» PROBLEM DESCRIPTION: Report how many lines in the rows contain the string "floor", with case counting, and give only that number.

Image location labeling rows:
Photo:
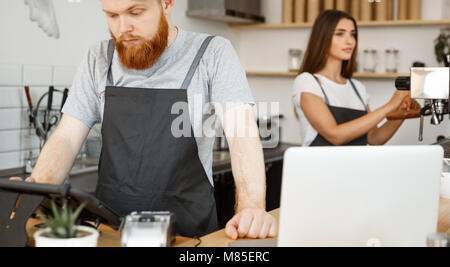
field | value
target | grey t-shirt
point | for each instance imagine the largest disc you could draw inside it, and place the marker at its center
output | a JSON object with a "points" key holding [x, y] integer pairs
{"points": [[218, 84]]}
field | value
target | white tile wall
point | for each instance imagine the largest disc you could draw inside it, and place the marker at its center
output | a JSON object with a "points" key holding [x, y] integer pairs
{"points": [[10, 74], [17, 139]]}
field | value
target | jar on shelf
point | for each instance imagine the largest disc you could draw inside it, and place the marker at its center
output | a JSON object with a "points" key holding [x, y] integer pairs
{"points": [[295, 59], [370, 60], [391, 60]]}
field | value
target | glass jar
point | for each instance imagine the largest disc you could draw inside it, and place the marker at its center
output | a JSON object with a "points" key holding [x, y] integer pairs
{"points": [[370, 60], [295, 62], [392, 60]]}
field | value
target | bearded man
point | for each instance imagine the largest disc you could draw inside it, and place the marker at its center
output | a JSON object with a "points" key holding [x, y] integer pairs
{"points": [[131, 85]]}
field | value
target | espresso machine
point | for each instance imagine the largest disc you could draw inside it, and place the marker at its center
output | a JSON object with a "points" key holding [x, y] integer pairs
{"points": [[432, 85]]}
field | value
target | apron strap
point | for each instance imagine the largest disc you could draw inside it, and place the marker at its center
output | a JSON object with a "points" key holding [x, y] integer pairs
{"points": [[196, 62], [111, 48], [323, 91], [354, 89]]}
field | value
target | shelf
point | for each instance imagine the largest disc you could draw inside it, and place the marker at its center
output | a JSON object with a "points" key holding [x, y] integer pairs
{"points": [[392, 23], [295, 74]]}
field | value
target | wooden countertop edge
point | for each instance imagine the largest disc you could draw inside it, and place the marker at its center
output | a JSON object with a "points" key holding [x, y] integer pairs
{"points": [[110, 238]]}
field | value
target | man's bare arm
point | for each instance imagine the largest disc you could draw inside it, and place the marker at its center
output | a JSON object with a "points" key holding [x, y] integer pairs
{"points": [[247, 161], [58, 155]]}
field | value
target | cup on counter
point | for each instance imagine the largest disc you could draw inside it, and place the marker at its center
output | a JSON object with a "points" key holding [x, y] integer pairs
{"points": [[445, 185]]}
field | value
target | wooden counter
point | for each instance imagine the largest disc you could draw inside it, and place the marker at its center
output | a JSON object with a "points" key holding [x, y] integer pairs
{"points": [[111, 238]]}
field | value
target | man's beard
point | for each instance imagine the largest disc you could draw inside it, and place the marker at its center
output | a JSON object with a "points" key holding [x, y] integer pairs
{"points": [[147, 52]]}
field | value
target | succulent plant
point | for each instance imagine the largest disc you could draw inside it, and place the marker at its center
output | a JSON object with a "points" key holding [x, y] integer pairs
{"points": [[64, 220]]}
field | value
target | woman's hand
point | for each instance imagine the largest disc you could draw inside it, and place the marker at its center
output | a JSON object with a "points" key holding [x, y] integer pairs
{"points": [[400, 99]]}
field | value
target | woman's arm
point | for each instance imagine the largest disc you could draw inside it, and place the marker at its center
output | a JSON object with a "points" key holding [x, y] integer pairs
{"points": [[320, 117], [381, 135]]}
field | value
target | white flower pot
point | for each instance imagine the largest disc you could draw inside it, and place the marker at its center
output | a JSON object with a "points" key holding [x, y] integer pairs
{"points": [[89, 240]]}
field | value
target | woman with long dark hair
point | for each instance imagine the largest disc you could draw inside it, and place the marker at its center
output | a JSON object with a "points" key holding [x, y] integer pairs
{"points": [[332, 107]]}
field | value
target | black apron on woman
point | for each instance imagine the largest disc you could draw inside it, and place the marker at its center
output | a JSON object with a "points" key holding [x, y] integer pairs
{"points": [[143, 167], [342, 115]]}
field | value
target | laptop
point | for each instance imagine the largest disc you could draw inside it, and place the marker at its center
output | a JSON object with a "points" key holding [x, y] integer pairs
{"points": [[360, 196]]}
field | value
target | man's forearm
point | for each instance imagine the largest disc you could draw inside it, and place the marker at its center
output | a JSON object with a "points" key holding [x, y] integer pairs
{"points": [[55, 161], [249, 173]]}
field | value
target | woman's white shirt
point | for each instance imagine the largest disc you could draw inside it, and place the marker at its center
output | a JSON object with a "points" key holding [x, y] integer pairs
{"points": [[339, 95]]}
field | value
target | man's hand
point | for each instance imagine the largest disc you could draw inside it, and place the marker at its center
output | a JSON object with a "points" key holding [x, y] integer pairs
{"points": [[18, 179], [252, 223]]}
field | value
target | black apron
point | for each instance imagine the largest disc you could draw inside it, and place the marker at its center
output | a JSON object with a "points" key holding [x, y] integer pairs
{"points": [[342, 115], [143, 167]]}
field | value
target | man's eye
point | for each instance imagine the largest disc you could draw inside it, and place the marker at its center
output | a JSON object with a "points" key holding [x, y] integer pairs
{"points": [[136, 13]]}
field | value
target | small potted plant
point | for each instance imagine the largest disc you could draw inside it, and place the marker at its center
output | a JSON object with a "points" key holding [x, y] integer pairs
{"points": [[63, 231]]}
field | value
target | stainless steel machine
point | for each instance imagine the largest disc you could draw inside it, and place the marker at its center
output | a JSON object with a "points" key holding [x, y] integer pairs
{"points": [[431, 85]]}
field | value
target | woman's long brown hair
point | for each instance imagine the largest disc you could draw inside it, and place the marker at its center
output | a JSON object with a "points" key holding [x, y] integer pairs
{"points": [[320, 42]]}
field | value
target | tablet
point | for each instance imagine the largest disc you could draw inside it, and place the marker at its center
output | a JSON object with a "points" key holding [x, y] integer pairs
{"points": [[94, 211]]}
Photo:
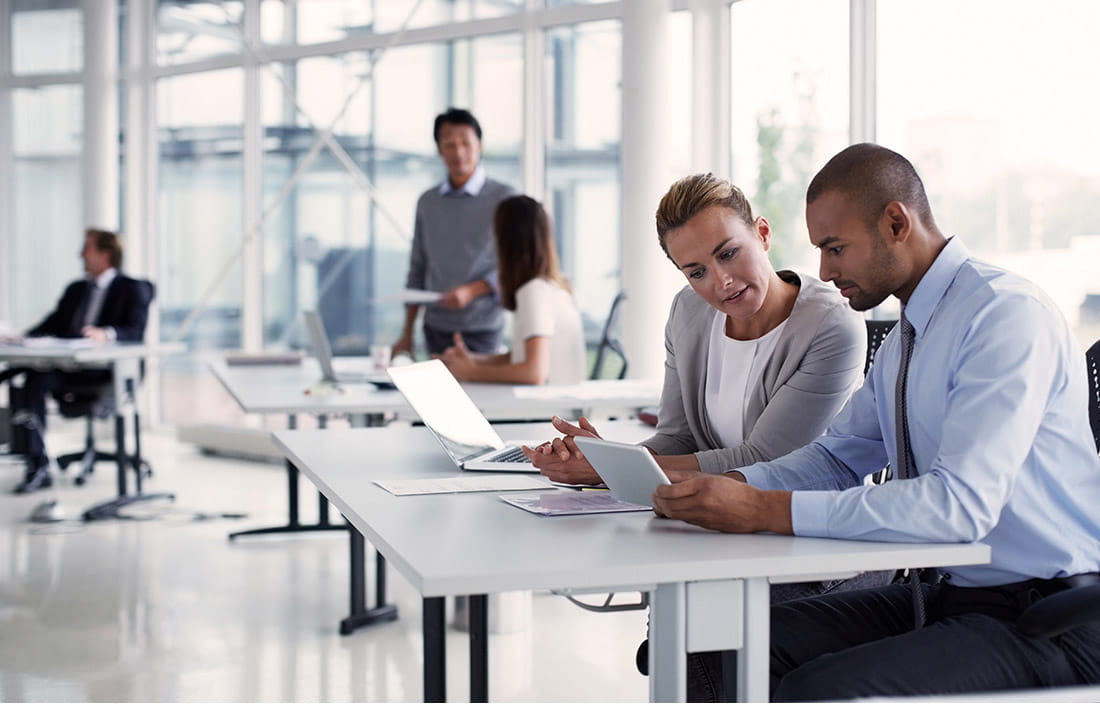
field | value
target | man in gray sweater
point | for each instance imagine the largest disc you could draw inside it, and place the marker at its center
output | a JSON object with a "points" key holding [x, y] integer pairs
{"points": [[452, 245]]}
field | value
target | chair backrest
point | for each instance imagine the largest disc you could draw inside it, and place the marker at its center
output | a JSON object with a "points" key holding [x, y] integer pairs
{"points": [[608, 341], [1092, 360], [877, 331]]}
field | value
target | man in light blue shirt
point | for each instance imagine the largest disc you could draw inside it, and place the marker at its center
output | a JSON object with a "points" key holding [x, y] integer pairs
{"points": [[1001, 449]]}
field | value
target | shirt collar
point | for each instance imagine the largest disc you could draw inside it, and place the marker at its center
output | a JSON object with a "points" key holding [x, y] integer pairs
{"points": [[472, 187], [105, 279], [934, 284]]}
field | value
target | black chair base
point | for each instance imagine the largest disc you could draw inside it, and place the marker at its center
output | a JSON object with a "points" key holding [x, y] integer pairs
{"points": [[110, 509], [88, 459]]}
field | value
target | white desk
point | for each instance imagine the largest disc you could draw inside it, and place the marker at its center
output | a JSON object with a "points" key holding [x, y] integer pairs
{"points": [[282, 389], [124, 360], [708, 590]]}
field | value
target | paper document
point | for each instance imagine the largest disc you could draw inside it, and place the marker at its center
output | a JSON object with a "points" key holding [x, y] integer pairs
{"points": [[411, 296], [462, 484], [572, 504], [73, 343]]}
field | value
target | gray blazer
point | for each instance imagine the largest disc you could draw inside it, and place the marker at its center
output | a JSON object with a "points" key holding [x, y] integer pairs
{"points": [[816, 365]]}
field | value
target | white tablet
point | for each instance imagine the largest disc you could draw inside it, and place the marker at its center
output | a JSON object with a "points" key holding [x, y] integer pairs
{"points": [[629, 471]]}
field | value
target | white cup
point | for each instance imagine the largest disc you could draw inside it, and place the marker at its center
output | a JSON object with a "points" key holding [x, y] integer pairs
{"points": [[380, 354]]}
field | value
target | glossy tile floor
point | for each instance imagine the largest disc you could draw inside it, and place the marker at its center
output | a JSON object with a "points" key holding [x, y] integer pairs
{"points": [[163, 607]]}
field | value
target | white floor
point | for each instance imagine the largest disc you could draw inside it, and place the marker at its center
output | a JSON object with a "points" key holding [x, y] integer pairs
{"points": [[165, 608]]}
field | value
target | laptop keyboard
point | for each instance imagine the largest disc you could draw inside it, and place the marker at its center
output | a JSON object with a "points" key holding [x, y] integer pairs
{"points": [[512, 454]]}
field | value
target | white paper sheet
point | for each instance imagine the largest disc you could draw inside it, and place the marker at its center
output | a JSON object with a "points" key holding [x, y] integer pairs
{"points": [[572, 503], [410, 296], [462, 484]]}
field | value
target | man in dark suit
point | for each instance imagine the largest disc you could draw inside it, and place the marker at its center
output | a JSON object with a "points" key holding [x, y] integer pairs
{"points": [[105, 306]]}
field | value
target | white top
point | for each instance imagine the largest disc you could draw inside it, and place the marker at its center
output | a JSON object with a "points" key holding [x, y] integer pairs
{"points": [[545, 309], [734, 366]]}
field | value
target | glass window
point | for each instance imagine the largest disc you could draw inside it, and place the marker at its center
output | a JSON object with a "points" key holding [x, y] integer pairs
{"points": [[200, 229], [46, 198], [582, 161], [189, 30], [1000, 121], [312, 21], [46, 36], [790, 110]]}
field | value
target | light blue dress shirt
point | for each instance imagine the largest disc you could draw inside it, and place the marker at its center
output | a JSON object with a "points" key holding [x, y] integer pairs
{"points": [[998, 413]]}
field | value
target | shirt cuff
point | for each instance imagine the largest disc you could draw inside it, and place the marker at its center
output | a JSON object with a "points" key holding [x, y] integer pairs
{"points": [[810, 513], [755, 475]]}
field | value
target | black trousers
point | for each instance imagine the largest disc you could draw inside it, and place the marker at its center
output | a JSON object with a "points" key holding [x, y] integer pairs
{"points": [[36, 386], [862, 644], [479, 341]]}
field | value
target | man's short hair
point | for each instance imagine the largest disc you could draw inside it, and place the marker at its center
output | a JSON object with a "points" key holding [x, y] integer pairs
{"points": [[107, 241], [691, 196], [871, 176], [457, 116]]}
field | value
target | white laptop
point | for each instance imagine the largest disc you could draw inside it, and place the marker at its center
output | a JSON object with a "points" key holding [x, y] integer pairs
{"points": [[319, 340], [455, 421]]}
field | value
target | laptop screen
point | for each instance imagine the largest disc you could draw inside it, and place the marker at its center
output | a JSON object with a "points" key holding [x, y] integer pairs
{"points": [[319, 340], [446, 408]]}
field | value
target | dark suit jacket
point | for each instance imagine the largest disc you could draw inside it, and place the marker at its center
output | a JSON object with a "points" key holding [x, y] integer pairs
{"points": [[125, 308]]}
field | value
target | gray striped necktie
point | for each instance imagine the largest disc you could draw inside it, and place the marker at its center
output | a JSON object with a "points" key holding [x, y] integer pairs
{"points": [[906, 466]]}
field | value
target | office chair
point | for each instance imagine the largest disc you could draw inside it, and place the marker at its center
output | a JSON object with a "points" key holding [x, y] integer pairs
{"points": [[92, 402], [607, 341], [1077, 605], [96, 400], [877, 331]]}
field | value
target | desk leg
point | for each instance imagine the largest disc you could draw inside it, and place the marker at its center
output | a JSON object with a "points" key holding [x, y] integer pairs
{"points": [[360, 614], [479, 648], [754, 680], [120, 448], [293, 524], [322, 503], [668, 644], [435, 649]]}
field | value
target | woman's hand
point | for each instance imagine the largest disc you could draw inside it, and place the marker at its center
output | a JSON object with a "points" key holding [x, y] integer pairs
{"points": [[560, 459], [459, 360]]}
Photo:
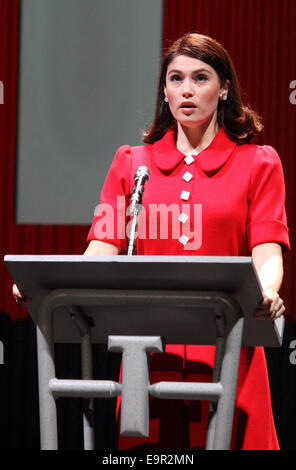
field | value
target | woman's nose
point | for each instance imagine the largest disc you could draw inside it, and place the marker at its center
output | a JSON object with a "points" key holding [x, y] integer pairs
{"points": [[187, 88]]}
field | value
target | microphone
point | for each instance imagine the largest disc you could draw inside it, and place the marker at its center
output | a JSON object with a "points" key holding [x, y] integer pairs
{"points": [[141, 177]]}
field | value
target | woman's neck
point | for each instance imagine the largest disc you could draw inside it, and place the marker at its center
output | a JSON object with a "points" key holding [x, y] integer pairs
{"points": [[193, 140]]}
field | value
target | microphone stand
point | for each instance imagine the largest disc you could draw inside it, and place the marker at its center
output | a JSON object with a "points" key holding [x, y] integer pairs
{"points": [[141, 176]]}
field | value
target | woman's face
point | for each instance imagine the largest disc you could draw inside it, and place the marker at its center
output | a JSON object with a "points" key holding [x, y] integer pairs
{"points": [[193, 90]]}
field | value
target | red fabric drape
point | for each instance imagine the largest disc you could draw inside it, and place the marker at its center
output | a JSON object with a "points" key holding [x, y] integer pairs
{"points": [[260, 36]]}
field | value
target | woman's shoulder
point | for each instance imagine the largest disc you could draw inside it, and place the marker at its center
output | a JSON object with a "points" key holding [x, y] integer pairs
{"points": [[259, 154]]}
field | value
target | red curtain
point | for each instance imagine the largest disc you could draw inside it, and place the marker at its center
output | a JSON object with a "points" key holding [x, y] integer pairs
{"points": [[20, 239], [260, 36]]}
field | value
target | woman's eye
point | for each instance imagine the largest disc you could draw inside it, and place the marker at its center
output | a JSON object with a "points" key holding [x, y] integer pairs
{"points": [[175, 78], [201, 78]]}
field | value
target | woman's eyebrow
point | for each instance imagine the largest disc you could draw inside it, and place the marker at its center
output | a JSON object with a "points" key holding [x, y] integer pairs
{"points": [[194, 71]]}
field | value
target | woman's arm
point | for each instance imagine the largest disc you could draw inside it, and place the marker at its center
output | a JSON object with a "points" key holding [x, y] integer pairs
{"points": [[268, 261]]}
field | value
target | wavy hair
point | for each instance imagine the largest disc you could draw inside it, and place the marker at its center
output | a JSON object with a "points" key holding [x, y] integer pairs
{"points": [[239, 121]]}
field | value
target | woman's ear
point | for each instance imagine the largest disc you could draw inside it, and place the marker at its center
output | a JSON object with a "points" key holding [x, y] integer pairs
{"points": [[225, 89]]}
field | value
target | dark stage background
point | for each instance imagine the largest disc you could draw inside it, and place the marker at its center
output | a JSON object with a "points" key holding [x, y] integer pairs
{"points": [[260, 36]]}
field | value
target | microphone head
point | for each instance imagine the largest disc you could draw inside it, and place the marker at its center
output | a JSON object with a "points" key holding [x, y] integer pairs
{"points": [[142, 172]]}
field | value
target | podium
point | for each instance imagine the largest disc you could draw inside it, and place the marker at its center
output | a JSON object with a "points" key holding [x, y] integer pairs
{"points": [[136, 304]]}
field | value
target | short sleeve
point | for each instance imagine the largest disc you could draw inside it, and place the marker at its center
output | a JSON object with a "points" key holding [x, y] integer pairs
{"points": [[267, 221], [110, 220]]}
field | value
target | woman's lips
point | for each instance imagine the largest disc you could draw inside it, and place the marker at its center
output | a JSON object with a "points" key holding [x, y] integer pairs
{"points": [[188, 110]]}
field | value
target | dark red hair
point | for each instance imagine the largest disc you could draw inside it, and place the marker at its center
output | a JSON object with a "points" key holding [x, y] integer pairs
{"points": [[238, 120]]}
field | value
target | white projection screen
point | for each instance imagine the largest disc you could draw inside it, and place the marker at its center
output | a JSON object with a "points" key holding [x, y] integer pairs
{"points": [[88, 73]]}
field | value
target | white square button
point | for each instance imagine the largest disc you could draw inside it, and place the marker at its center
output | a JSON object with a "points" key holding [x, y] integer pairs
{"points": [[185, 195], [183, 239], [189, 159], [183, 218], [187, 176]]}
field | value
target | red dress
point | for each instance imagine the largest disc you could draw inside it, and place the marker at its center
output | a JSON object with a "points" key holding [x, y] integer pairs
{"points": [[222, 202]]}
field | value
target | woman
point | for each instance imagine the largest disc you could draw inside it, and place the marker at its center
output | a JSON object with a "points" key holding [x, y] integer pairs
{"points": [[230, 197]]}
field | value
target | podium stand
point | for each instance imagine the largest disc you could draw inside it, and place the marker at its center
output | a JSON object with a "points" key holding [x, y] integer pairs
{"points": [[136, 304]]}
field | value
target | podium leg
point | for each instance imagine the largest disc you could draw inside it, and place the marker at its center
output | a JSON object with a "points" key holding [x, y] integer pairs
{"points": [[46, 372], [228, 379]]}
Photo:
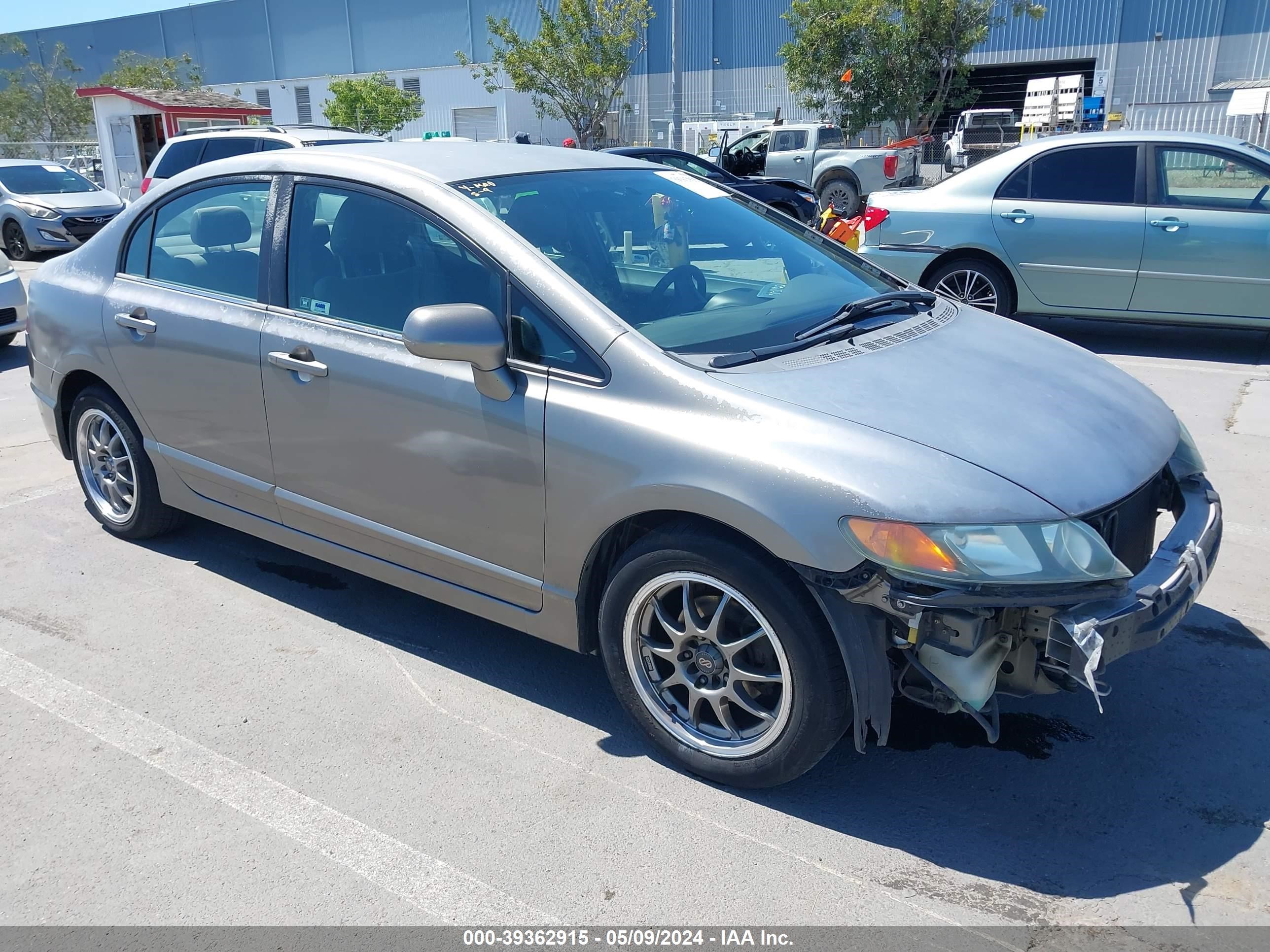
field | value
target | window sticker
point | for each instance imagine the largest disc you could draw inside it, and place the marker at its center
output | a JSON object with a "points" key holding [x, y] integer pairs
{"points": [[694, 184]]}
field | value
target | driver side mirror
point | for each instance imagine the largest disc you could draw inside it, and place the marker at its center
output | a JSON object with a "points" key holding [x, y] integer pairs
{"points": [[466, 333]]}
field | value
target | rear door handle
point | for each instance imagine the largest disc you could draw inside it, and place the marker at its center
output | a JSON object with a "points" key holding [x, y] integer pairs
{"points": [[300, 360], [136, 322]]}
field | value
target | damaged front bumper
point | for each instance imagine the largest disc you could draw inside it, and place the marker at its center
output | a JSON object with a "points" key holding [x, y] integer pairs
{"points": [[955, 649], [1090, 635]]}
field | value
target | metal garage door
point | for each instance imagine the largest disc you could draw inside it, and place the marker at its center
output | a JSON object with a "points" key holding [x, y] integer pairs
{"points": [[477, 124]]}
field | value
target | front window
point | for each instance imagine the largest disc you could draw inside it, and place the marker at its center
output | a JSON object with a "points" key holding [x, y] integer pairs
{"points": [[690, 266], [43, 181]]}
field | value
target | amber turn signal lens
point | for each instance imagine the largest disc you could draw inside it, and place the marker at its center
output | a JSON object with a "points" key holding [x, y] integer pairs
{"points": [[901, 545]]}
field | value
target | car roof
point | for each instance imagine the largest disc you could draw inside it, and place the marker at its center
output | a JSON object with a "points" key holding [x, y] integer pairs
{"points": [[440, 160], [309, 134], [1198, 139]]}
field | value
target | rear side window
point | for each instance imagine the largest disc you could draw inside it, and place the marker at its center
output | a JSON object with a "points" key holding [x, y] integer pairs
{"points": [[139, 250], [1104, 174], [1017, 186], [210, 239], [228, 146], [830, 139], [789, 141], [181, 155]]}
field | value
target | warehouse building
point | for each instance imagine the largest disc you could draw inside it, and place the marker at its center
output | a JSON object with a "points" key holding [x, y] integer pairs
{"points": [[1160, 64]]}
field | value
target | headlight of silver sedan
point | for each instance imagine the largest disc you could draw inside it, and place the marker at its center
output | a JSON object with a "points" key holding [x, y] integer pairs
{"points": [[1187, 460], [1067, 551], [37, 211]]}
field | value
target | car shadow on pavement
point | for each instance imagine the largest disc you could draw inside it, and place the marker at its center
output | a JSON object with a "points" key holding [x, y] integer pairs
{"points": [[1167, 786], [1238, 345], [13, 356]]}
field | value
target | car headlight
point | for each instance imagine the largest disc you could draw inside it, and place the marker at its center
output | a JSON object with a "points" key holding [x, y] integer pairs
{"points": [[1187, 460], [1034, 552], [37, 211]]}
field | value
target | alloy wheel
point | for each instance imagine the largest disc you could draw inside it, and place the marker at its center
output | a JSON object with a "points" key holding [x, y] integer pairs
{"points": [[16, 243], [106, 465], [706, 664], [969, 287]]}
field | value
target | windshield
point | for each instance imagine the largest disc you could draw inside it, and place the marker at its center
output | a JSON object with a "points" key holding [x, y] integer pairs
{"points": [[42, 181], [690, 266]]}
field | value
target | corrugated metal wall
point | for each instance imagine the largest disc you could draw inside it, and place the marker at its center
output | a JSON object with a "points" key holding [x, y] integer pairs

» REPLY TO THE TASK: 2